> **Given entries**:
==========

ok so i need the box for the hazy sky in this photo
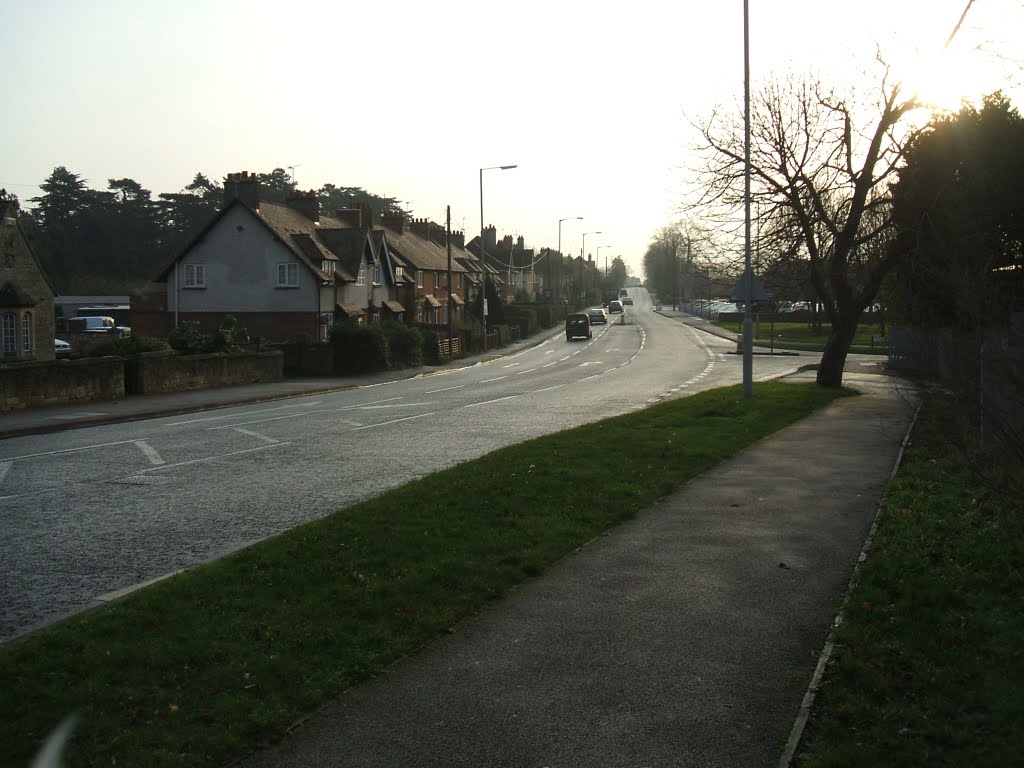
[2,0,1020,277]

==========

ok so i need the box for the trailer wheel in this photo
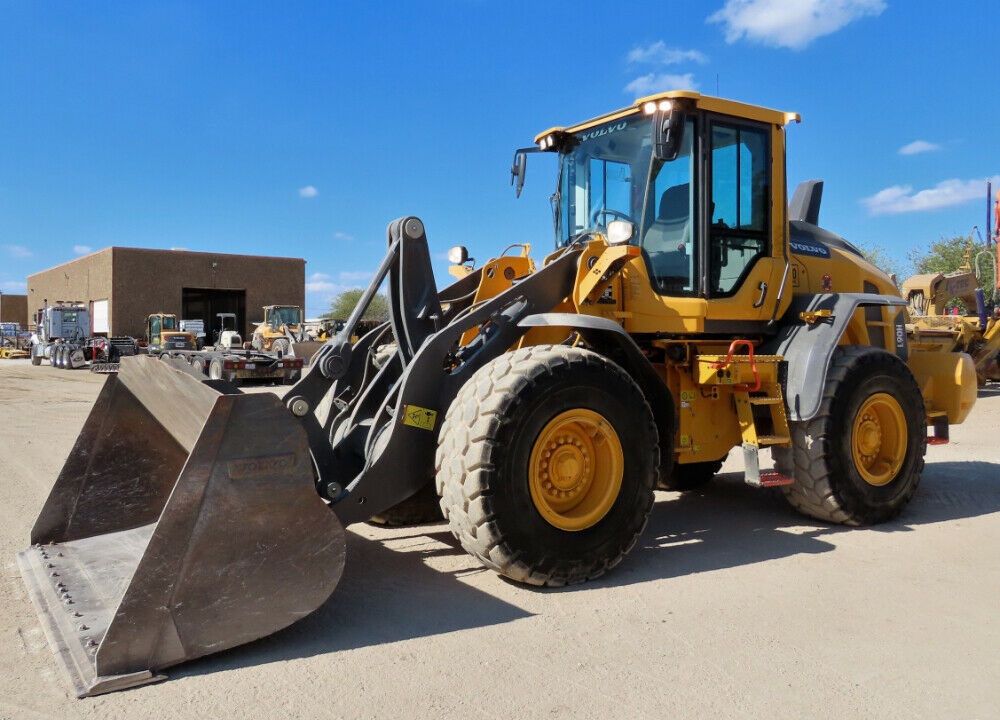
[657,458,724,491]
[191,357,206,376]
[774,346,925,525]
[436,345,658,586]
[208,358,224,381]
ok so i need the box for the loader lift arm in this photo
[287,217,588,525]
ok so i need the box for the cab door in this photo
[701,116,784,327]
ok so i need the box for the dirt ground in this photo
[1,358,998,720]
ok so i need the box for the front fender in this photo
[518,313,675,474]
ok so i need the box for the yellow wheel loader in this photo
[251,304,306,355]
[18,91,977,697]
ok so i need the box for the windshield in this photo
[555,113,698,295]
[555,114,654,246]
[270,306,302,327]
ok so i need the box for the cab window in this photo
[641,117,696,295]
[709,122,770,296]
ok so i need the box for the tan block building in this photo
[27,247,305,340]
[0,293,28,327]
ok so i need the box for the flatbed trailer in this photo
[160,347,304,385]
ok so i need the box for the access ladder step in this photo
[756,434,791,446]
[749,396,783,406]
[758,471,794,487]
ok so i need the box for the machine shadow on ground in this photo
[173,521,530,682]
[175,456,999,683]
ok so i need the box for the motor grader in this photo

==========

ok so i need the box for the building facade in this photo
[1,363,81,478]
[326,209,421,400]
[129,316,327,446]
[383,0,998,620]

==========

> **Work request**: Everything above from the line containing "ok so i need the box for the access" down to the line containing "ok so i need the box for the motor" should be copied exactly, both end lines included, and nothing else.

> **Solution for this problem**:
ok so i need the box for the access ladder step in this photo
[756,434,791,446]
[749,396,783,406]
[758,471,794,487]
ok so i need the box for the machine shadow on ground in this photo
[173,521,530,682]
[175,456,999,683]
ok so i need the box for the motor grader in this photo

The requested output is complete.